Provided data =>
BEGIN

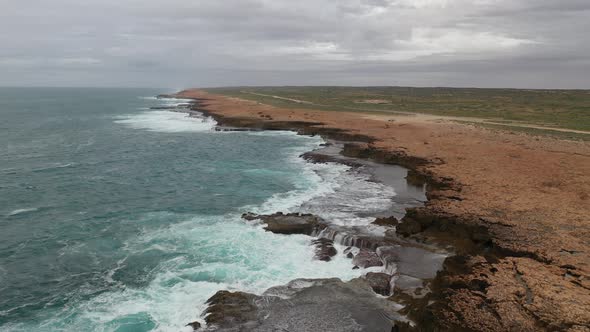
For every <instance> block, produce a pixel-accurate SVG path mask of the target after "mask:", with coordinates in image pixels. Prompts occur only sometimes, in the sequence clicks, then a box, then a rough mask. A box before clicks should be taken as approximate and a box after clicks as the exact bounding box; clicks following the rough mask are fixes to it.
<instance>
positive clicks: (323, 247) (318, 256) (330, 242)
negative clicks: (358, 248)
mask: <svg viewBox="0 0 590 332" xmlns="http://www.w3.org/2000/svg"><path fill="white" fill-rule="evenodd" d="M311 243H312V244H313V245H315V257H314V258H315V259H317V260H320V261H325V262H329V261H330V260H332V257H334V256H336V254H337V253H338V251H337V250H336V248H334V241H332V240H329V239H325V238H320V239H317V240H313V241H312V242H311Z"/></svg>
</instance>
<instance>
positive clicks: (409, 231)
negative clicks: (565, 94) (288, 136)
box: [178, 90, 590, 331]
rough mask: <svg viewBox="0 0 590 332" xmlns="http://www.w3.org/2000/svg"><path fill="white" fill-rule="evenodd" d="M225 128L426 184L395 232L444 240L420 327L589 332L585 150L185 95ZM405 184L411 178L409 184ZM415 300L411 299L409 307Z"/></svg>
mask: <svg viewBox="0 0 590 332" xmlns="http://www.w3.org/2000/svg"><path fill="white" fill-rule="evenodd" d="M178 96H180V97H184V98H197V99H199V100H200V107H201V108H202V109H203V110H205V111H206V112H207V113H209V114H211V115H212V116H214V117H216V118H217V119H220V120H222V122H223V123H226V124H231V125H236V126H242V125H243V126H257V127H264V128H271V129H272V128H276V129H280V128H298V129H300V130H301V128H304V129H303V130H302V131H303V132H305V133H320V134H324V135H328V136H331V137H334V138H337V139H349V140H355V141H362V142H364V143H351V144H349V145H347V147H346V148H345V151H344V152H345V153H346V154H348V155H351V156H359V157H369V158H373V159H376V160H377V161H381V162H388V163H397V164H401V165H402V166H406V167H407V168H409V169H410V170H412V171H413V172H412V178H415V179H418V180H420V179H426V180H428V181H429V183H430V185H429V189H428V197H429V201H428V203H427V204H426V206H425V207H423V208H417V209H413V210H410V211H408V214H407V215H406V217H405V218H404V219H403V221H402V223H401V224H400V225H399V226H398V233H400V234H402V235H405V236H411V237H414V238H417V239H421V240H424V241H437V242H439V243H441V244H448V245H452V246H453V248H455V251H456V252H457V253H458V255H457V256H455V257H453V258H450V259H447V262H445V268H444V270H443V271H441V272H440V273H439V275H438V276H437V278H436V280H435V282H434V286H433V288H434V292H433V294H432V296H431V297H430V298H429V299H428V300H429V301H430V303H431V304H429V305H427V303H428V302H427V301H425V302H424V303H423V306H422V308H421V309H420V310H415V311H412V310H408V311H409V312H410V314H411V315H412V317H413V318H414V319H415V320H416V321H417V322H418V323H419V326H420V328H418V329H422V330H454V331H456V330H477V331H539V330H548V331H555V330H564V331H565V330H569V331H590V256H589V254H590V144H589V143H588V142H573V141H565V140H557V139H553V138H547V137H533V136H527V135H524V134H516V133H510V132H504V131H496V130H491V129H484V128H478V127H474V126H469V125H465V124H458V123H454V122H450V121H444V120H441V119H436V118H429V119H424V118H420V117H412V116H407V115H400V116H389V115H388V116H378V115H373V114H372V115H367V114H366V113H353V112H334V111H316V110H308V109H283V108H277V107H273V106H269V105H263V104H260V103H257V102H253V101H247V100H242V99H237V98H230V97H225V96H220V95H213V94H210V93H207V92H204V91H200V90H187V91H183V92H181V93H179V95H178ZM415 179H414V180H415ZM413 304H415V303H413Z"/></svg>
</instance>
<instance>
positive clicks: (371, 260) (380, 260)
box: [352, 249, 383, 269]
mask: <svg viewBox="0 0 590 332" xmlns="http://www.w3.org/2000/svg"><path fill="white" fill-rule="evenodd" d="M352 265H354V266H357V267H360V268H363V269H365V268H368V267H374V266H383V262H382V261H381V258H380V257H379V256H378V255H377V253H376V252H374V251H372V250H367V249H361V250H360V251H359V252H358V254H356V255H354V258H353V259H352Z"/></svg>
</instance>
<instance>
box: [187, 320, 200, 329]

END

Work request => Where a line of the entries above holds the word "positive", return that line.

Task response =>
positive clicks: (323, 247) (318, 256) (330, 242)
positive clicks: (409, 231)
positive clicks: (371, 260) (380, 260)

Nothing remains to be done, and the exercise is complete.